-- Tarea 1 --
Reescribe el fragmento sobre protección social, todo desde "De esta forma, la" hasta "de forma parcial.", y cambia "varón" por "hombre".
-- Tarea 2 --
Prolonga el fragmento sobre protección social y las mujeres a partir de su última oración.

Es importante explicar que la protección social en los países iberoamericanos es prioritariamente de tipo contributivo, de forma que solo las personas con empleos formales que aportan a sistemas de seguridad social pueden acceder a prestaciones económicas, de salud, etc. Quienes no aportan solo acceden a prestaciones no contributivas, que dependen en mayor medida de la disponibilidad presupuestaria en cada momento y de las prioridades políticas.

De esta forma, la cobertura que ofrecen estos sistemas depende en gran parte del empleo y de las contribuciones realizadas durante la vida laboral. Ahí es donde radica el principal problema, ya que el empleo es uno de los sectores donde las mujeres enfrentan más desigualdad.

Esta desigualdad procede, por un lado, del propio diseño de los sistemas en el s. XIX. Los sistemas se crearon de acuerdo con el modelo de familia tradicional predominante en ese momento, en el que el varón generaba los ingresos para mantener a toda la familia y la mujer se ocupaba del cuidado de menores y mayores, así como de las tareas del hogar. A partir de los años 70, con la incorporación masiva de las mujeres al mercado laboral, se empiezan a reformar los sistemas, pero de forma parcial.

En la actualidad, las mujeres siguen participando menos en el mercado de trabajo y son mayoría en el sector informal. Cuando acceden al empleo siguen recibiendo salarios inferiores a los de los varones, siguen trabajando en sectores con empleos más precarios, contratos a tiempo parcial o de duración determinada y en niveles jerárquicamente más bajos. Esto, sumado al mayor número de interrupciones de la carrera profesional para atender las responsabilidades de cuidado, la mayor esperanza de vida y la posibilidad de jubilarse antes en algunos países, hace que coticen menos, que tengan un menor acceso a los sistemas contributivos y que las prestaciones que reciben sean menores.

-- Datos proporcionados --
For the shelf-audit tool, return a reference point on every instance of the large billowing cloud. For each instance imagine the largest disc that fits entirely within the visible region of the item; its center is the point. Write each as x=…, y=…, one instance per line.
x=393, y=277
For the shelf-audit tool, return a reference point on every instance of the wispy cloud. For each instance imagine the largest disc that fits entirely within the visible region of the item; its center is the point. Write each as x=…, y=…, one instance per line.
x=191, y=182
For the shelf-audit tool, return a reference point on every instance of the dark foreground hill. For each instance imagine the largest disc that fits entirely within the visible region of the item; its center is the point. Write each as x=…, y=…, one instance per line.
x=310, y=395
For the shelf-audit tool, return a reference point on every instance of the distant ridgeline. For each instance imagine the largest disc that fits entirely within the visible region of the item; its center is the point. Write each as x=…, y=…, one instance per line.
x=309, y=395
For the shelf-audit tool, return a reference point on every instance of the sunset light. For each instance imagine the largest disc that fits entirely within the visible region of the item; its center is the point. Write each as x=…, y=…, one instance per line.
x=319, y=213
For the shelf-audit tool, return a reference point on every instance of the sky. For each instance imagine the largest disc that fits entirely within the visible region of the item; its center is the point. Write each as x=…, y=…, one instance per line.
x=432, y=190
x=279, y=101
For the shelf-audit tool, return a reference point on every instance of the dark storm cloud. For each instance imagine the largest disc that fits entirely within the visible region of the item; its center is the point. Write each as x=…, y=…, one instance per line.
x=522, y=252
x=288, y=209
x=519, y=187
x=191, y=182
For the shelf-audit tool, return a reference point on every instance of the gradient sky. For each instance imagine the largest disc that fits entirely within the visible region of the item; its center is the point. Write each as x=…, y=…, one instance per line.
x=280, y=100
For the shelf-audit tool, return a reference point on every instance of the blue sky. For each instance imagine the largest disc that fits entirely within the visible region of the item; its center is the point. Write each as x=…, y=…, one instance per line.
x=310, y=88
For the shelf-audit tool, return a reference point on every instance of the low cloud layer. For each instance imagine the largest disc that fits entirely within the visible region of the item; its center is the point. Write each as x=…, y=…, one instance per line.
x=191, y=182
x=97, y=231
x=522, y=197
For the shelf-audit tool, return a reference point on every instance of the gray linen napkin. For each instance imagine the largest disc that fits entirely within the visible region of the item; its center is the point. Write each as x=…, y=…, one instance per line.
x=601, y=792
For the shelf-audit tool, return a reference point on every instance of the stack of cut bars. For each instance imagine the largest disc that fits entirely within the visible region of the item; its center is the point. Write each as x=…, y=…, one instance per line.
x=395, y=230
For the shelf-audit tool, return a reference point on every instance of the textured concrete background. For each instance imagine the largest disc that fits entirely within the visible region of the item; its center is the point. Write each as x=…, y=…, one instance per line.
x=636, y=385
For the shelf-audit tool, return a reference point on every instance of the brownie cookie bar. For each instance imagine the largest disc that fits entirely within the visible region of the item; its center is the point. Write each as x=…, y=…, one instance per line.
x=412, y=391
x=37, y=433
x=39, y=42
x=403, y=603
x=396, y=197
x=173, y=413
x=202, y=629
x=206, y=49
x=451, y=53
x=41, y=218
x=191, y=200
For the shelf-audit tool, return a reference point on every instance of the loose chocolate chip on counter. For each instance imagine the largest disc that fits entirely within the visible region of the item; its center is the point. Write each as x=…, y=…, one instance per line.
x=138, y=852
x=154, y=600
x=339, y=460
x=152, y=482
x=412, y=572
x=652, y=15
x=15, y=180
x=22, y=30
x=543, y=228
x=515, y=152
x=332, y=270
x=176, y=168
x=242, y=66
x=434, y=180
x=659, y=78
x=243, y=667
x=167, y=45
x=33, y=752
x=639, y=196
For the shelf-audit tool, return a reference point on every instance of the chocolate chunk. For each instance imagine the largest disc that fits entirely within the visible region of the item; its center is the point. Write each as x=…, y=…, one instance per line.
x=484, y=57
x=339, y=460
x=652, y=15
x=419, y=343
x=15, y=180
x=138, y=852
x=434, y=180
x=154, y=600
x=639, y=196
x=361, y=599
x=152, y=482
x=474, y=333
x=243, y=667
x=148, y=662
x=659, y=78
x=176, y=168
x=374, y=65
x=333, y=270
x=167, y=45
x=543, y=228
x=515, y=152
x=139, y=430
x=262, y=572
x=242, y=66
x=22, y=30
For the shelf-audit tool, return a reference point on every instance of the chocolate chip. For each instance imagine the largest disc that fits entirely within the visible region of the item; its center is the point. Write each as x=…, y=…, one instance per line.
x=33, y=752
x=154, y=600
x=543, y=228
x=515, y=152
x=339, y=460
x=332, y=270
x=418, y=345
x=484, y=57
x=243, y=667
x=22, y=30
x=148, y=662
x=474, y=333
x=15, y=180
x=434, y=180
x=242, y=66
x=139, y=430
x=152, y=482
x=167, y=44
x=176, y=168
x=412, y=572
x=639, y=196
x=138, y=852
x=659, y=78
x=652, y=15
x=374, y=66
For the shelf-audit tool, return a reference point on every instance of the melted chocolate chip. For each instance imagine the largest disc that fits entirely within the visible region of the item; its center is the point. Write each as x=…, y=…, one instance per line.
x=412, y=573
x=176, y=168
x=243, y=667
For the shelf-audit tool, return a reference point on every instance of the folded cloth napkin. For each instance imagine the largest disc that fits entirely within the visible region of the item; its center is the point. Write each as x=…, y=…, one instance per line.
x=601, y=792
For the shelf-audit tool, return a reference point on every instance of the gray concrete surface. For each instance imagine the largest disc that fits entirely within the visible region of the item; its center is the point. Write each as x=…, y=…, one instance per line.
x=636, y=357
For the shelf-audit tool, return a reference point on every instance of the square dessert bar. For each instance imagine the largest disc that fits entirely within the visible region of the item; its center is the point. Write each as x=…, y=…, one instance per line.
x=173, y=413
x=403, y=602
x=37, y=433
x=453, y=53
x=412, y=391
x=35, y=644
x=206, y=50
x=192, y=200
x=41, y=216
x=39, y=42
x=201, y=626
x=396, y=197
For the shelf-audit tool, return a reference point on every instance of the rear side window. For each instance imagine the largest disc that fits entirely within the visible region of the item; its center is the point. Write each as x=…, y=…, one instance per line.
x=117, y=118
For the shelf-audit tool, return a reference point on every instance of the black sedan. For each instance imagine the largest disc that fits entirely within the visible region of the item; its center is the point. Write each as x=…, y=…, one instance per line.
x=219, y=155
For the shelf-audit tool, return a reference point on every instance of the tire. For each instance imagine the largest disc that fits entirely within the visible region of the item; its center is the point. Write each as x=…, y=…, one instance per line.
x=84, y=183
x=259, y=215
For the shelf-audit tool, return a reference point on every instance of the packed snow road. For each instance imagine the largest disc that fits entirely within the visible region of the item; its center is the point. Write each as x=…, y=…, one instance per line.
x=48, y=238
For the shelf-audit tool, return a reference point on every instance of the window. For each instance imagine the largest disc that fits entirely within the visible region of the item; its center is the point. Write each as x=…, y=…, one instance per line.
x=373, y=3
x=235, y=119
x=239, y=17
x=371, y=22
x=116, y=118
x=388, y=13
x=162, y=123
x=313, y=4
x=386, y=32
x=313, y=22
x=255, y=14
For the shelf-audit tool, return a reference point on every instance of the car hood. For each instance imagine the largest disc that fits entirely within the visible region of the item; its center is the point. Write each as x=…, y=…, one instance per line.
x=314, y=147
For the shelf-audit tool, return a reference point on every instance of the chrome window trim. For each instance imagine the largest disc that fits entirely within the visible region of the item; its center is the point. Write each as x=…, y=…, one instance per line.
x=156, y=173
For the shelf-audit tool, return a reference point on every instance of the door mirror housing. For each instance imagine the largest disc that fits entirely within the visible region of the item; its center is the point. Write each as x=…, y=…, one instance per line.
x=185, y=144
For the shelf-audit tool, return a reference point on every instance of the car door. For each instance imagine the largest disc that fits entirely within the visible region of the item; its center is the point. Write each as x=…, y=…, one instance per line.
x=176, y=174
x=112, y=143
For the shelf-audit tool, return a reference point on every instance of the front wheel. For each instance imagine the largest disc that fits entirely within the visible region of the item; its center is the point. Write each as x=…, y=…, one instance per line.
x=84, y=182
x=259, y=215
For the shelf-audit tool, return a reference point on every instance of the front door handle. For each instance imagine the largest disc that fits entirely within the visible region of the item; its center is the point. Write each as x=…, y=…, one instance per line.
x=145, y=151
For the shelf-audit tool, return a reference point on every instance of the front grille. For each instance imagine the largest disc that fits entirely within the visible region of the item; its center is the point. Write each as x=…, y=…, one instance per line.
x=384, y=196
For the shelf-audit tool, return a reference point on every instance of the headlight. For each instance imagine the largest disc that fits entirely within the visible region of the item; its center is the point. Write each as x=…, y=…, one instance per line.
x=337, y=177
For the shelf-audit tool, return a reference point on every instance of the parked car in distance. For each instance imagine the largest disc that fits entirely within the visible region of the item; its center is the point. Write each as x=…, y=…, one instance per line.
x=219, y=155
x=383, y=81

-- Tu respuesta 1 --
De esta forma, la cobertura que ofrecen estos sistemas depende en gran parte del empleo y de las contribuciones realizadas durante la vida laboral. Ahí es donde radica el principal problema, ya que el empleo es uno de los sectores donde las mujeres enfrentan más desigualdad.

Esta desigualdad procede, por un lado, del propio diseño de los sistemas en el s. XIX. Los sistemas se crearon de acuerdo con el modelo de familia tradicional predominante en ese momento, en el que el hombre generaba los ingresos para mantener a toda la familia y la mujer se ocupaba del cuidado de menores y mayores, así como de las tareas del hogar. A partir de los años 70, con la incorporación masiva de las mujeres al mercado laboral, se empiezan a reformar los sistemas, pero de forma parcial.

-- Tu respuesta 2 --
Por el contrario, encontramos una mayoría de mujeres entre quienes reciben prestaciones no contributivas, que no están vinculadas al empleo. Sin embargo, se trata de prestaciones básicas -transferencias monetarias, atención primaria en salud, servicios sociales-, que son de gran ayuda para evitar la pobreza extrema, pero que no permiten mantener una calidad de vida digna.

Los efectos de esta desigualdad han sido visibles durante la pandemia de COVID-19, que ha afectado especialmente a las mujeres en Iberoamérica. Esto se ha debido a que ha afectado con mayor dureza a los sectores más precarios, que es donde se concentra el empleo de las mujeres, expulsándolas del mercado laboral sin la protección que ofrecen los sistemas contributivos. Por ello, han sido mayoritariamente mujeres quienes han recibido las rentas básicas, las ayudas alimentarias de emergencia y los apoyos en suministros básicos que se han desarrollado durante la pandemia. Y, también por estas razones, la mayoría de los 23.6 millones de personas que han entrado en situación de pobreza durante la pandemia en la región son mujeres.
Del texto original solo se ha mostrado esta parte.